WRITTEN TASK: Write the data out again in full, with no departure from the original.

MATERIALS PROVIDED:
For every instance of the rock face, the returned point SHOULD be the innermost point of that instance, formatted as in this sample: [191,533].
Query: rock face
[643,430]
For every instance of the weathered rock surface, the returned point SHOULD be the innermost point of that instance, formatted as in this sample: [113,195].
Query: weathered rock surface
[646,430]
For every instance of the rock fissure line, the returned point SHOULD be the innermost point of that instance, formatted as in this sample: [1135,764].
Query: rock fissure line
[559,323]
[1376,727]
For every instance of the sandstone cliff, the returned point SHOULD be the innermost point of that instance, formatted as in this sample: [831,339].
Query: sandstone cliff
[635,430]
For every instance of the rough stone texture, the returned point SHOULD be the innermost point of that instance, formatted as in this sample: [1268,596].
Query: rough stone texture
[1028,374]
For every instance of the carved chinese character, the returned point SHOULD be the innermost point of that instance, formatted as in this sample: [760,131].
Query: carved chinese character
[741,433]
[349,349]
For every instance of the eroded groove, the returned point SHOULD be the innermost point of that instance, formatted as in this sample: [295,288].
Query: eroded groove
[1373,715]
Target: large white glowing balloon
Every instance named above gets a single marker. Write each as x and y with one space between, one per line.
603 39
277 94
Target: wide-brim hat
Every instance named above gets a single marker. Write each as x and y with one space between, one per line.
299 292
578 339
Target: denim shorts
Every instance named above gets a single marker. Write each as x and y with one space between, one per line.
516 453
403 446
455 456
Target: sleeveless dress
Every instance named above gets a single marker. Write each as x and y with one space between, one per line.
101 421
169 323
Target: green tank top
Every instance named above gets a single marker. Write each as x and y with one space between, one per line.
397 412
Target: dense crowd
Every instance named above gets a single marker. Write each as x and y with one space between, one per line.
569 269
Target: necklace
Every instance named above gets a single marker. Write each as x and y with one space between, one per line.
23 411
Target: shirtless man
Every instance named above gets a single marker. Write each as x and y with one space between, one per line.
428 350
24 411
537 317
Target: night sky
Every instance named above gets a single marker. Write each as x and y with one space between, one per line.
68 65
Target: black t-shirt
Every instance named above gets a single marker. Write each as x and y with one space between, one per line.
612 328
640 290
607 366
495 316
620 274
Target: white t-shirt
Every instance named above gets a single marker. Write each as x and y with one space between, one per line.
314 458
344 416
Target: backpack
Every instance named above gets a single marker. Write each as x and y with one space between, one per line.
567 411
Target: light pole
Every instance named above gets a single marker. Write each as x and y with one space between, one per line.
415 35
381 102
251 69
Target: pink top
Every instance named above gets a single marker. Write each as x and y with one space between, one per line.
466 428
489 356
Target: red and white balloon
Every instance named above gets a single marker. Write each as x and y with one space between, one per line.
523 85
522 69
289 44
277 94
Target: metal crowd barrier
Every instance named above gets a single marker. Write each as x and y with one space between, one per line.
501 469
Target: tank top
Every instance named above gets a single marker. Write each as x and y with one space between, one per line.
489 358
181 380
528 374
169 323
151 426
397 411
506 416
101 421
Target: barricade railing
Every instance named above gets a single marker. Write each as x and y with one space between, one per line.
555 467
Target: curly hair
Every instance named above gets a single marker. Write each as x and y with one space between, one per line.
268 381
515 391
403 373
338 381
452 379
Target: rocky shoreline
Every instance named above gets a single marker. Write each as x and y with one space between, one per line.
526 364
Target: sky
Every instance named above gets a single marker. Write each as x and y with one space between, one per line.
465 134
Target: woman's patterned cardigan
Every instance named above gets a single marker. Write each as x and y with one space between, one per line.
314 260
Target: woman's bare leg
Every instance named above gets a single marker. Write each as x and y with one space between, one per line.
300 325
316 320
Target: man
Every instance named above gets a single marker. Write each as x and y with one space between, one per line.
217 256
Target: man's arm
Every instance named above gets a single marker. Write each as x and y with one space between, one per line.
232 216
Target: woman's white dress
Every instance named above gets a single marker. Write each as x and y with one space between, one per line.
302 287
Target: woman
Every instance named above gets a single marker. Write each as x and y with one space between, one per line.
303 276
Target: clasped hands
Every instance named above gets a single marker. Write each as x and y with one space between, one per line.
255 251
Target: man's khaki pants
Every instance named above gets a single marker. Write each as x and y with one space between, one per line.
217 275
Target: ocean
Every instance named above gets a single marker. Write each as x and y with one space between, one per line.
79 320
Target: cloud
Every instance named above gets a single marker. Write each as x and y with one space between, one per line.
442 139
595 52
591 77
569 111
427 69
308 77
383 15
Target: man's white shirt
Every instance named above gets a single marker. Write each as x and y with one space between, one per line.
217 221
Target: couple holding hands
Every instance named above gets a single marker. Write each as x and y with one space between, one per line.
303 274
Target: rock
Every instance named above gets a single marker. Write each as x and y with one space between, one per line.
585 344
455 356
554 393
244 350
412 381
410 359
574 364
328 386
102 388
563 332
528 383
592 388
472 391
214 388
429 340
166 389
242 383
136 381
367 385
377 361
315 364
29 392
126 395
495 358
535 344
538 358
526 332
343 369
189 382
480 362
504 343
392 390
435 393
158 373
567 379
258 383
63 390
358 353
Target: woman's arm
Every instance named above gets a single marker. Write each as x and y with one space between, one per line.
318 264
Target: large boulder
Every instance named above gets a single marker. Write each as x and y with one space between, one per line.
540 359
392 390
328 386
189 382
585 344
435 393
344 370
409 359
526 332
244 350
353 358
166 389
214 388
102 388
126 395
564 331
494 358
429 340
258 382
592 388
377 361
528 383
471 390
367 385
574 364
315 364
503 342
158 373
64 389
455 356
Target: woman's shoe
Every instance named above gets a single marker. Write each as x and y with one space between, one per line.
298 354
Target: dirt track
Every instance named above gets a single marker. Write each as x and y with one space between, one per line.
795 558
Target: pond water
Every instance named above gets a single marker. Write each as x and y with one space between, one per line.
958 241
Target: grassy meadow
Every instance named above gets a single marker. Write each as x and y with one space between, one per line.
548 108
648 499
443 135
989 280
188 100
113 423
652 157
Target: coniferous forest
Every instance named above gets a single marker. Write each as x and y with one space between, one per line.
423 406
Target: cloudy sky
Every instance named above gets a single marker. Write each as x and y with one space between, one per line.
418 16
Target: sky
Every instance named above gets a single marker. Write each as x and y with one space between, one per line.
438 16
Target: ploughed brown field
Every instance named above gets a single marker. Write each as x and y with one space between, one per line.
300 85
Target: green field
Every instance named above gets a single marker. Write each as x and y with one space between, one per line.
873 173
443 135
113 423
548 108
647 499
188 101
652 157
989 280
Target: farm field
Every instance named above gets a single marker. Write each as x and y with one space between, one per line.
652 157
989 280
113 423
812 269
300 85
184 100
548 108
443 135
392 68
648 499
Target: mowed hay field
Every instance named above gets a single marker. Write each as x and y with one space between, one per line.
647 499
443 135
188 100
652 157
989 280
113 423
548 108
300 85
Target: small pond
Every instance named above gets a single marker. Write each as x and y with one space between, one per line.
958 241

SOLUTION TO THE EXERCISE:
For every instance of the rock face, the returned point SHOULD be the innermost point of that instance, formatted as in this sample: [191,533].
Query: rock face
[643,430]
For every instance of the weathered rock surface, the returned point SHOULD be the innermost point of that instance, formatted as in this sample: [113,195].
Query: weathered rock surface
[646,430]
For every instance of the rock fissure line, the returned point SHOULD be the innermost point of that instance, formatted as in this sample: [1135,764].
Query: rock fissure line
[559,323]
[1376,727]
For every instance of the sandstone cliff, the returned point SHOULD be the innermost point of that instance, formatted as in this sample: [831,339].
Query: sandstone cliff
[635,430]
For every instance of the rough stone texture, the returned point SHOULD be the innermost point of that instance, formatted as in this sample: [1268,596].
Query: rough stone texture
[1028,374]
For every instance of the carved chinese character, the returned point SHOULD be the innermost point of that instance, formatted as in this sample: [760,131].
Query: carved chinese character
[741,433]
[349,349]
For every instance of the eroded groove, the returned point SHOULD be the innermost point of that instance, formatted as in this sample: [295,288].
Query: eroded groove
[1373,715]
Target: large white glowing balloon
Every instance named above gets a single marker. Write each as x and y with one space between, one per line.
603 39
277 94
Target: wide-brim hat
Every instance named above gets a single marker. Write each as x and y with one space between, one per line.
299 292
578 339
Target: denim shorts
Every instance named above gets a single marker. Write each as x and y with one space between, one per line.
516 453
403 446
455 456
Target: sleeveless dress
Every instance named above gets a single marker. Write each as x and y with one space between, one per line.
101 421
169 323
Target: green tank top
Every instance named above gets a single marker. Write each as x and y with one space between, one per line.
397 412
Target: dense crowd
Every instance named above gets a single marker. Write each as x and y with one space between, one per line.
569 269
Target: necklace
Every instance named above gets a single marker. Write each as x and y with one space between, one per line.
23 411
Target: shirtless man
Every instance named above gets a single marker. Write each as x and y with one space between, one per line.
428 350
24 411
537 317
Target: night sky
Every instance named above gets a single marker. Write each as x and y with one space between, one per line.
68 65
Target: black t-shirt
Every instance named above gets a single marker. Write each as x and y with one space between, one per line.
612 328
640 290
607 366
495 316
620 274
Target: white t-shirt
Every instance named above gets a single marker. Write each as x and y with one space between, one per line.
314 458
344 416
Target: backpack
Every instance named above gets a single marker. Write each as x and y with one space between, one per line.
567 411
Target: light pole
Every instance named above gets a single marker. Write each as x and y with one space between, one per line.
415 35
381 102
251 69
Target: pink top
Every instance named above gets a single marker. Write each as x and y with one space between, one per line.
466 428
489 356
Target: red and white balloon
Every instance named above gets a single marker. Write each as x and y with one space between, one per line.
523 85
522 69
289 44
277 94
Target: metal crowd barrier
Every instance named above gets a single marker. Write each as x and y with one space between, one per line.
501 469
Target: tank top
Every instance named above gets a single marker. Write each as x and y with one space between, one per line.
489 358
181 380
528 374
169 323
151 426
397 411
506 416
101 421
Target: barricade railing
Every instance named above gets a single marker. Write each as x and y with one space between, one per line.
555 467
Target: curly hair
Every instance named above gets a single marker. Write each as x and y with one space between, one per line.
268 381
515 391
403 373
338 381
452 379
Target: rocky shoreline
Every instance named above gets a single marker. Write each as x and y with one space between, one per line.
526 364
Target: sky
Every instance named above gets a single marker. Write each as x and y with one space between, one per line.
465 134
Target: woman's patterned cardigan
Every instance named above gets a single marker. Write each as x and y with one space between, one per line.
314 260
Target: woman's bare leg
Every instance named above gets a single marker. Write each as x and y with one space between, one per line.
300 325
316 320
Target: man
Every instance named above gets a single marker. Write each as x and y with one space between, one per line.
217 256
Target: man's arm
Every instance named above gets a single marker. Write each as x and y with one space between, one per line.
232 216
Target: woman's white dress
Every instance named above gets a single marker. Write each as x and y with one space between, one per line.
302 287
Target: woman
Every instance named above gets a single marker. Write each as x and y with one space between, one per line.
303 276
Target: clasped hands
Every instance named above gets a single marker. Write each as x and y with one space between, one per line.
255 251
Target: man's khaki pants
Every instance named above gets a single marker. Write each as x and y with one space between, one per line.
217 275
Target: ocean
Every instance named above gets a single marker. Write each as x and y with one space between, one per line.
79 320
Target: cloud
Every instance named above gets a single marker. Write each as x and y with one space between, one per line.
442 139
595 52
591 77
569 111
427 69
308 77
383 15
Target: man's white shirt
Every instance named above gets a single marker. Write each as x and y with one space between, one per line.
217 221
Target: couple holding hands
Every instance named above gets a single marker. Write each as x and y with one space between, one per line.
303 274
Target: rock
Every instance named above gets a single marker. Write each as x and y with one space between, one per line.
585 344
455 356
554 393
244 350
412 381
410 359
574 364
328 386
102 388
563 332
528 383
592 388
472 391
214 388
429 340
166 389
242 383
136 381
367 385
377 361
315 364
29 392
126 395
495 358
535 344
538 358
526 332
343 369
189 382
480 362
504 343
392 390
435 393
158 373
567 379
258 383
63 390
358 353
Target: woman's arm
Every instance named above gets a single marker. Write each as x and y with one space between, one per line.
318 264
Target: large boulder
Every instance named above gets a single marker. Write each as x and y with one space between, one per line.
540 359
392 390
328 386
189 382
585 344
435 393
344 370
409 359
526 332
244 350
353 358
166 389
214 388
102 388
126 395
564 331
494 358
429 340
258 382
592 388
377 361
528 383
471 390
367 385
574 364
315 364
503 342
158 373
64 389
455 356
Target: woman's shoe
Every instance named above gets a single marker. Write each as x and y with one space between, one per line.
298 354
Target: dirt track
Every instance named above gets a single marker. Write each as x and y with one space between, one per line.
795 558
Target: pond water
Every instance named above gets a single marker. Write each as x and y with one space between, one per line.
958 241
Target: grassy meadow
Every instance named above gets a single marker. Write each as x and y with one space between, one per line.
548 108
648 499
443 135
989 280
188 100
113 423
652 157
Target: coniferous forest
Every instance named above gets a single marker. Write each as x and y with one space between, one per line.
423 406
Target: cloudy sky
Every instance named above gets a single marker. Write each as x and y with one space between, one per line.
418 16
Target: sky
Every instance named above gets a single marker. Write each as x and y with one space between, one per line.
438 16
Target: ploughed brown field
Every instance named above gets a single marker. Write each as x and y with one space between, one per line.
300 85
Target: green field
Every instance named above gets a single marker. Write each as x and y with one space between, one per line.
873 173
443 135
113 423
548 108
647 499
188 101
652 157
989 280
Target: farm field
Every instance named above gets a single marker. Write each as x and y with one space between, one per line.
652 157
989 280
113 423
812 269
300 85
184 100
548 108
443 135
392 68
648 499
Target: mowed hay field
Every instance named above gets a single marker. Write each as x and y with one space between, one per line.
647 499
443 135
188 100
652 157
989 280
113 423
548 108
300 85
Target: small pond
Every instance named above gets a single marker. Write each as x and y with one space between, one per line.
958 241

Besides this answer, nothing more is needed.